JOB - Locate each line in the material below that contains the word "every", and copy those lines out in full.

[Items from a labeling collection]
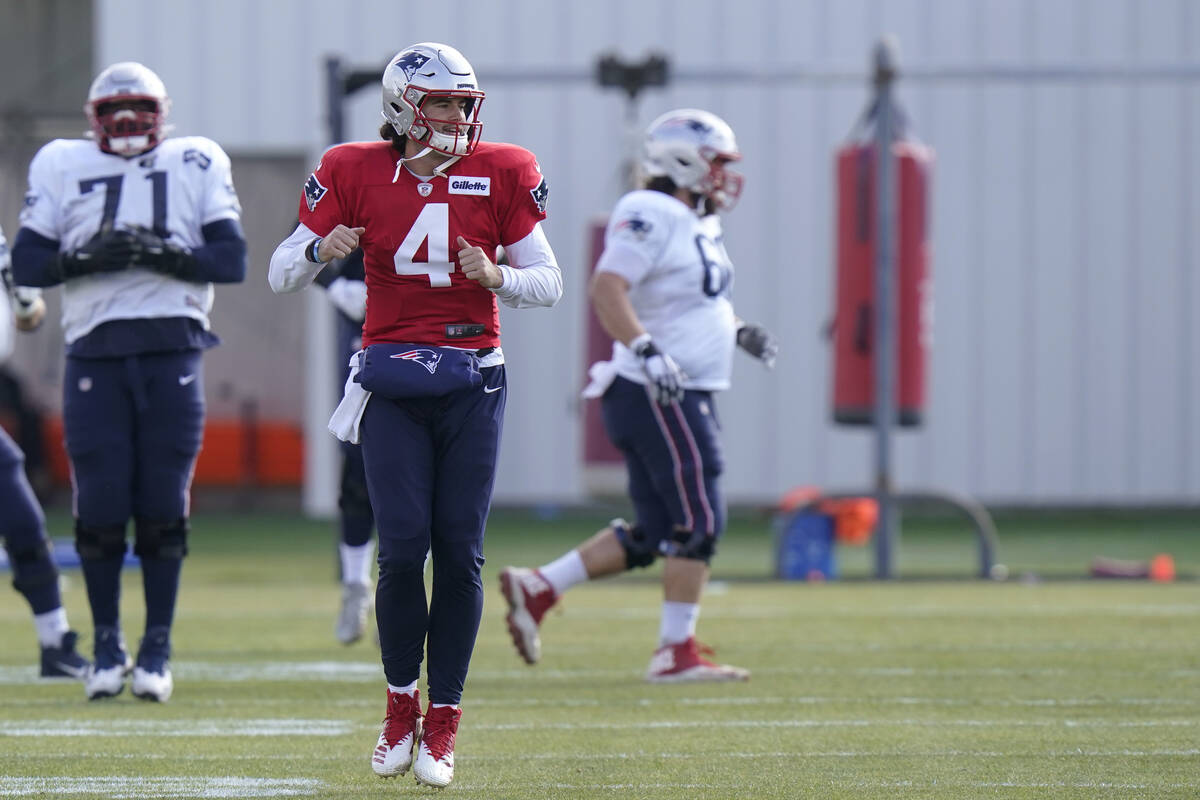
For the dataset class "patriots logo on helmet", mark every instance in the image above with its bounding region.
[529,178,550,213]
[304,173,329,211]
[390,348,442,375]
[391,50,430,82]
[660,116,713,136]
...
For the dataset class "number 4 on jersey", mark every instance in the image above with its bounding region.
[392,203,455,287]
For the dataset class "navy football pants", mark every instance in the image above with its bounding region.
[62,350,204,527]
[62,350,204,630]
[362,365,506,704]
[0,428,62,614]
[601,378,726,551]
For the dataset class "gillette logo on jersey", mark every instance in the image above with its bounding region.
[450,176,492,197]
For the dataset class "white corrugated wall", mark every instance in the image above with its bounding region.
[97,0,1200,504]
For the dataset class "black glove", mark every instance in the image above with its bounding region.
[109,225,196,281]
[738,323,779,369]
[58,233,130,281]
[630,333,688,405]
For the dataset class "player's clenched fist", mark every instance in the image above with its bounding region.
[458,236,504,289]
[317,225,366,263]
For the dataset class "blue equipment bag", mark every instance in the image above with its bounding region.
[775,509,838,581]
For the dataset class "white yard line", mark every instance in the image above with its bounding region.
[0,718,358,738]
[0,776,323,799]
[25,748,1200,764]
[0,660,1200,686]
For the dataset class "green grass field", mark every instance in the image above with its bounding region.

FINAL RESULT -
For the dataset class "patriots logo on helmet", mark every instance in the image above with its bounding region.
For the dataset class "number 4 on jersey", mark every instance in the image above with its bounding region.
For the dataset class "navy football pants", mark every instance in the image above with its bounding region.
For the dataset class "gillette logo on jersey", mark every instance in the image above with its bounding region.
For the dataset class "white corrugated wall", mark every instance in the image above with its bounding region.
For the dataset class "black glove", mark every instance in the image above with its bounding region.
For the dataset class "player's clenched fist", mark every instance in the image above with its bounding region.
For the dataset class "blue equipment bag", mark every instance in the image above with its bounding region.
For the dataset class "white yard line", mark every instance in the image above with its bounding region.
For the dataset class "green grass field", mark every instance in the image above with its bounding region.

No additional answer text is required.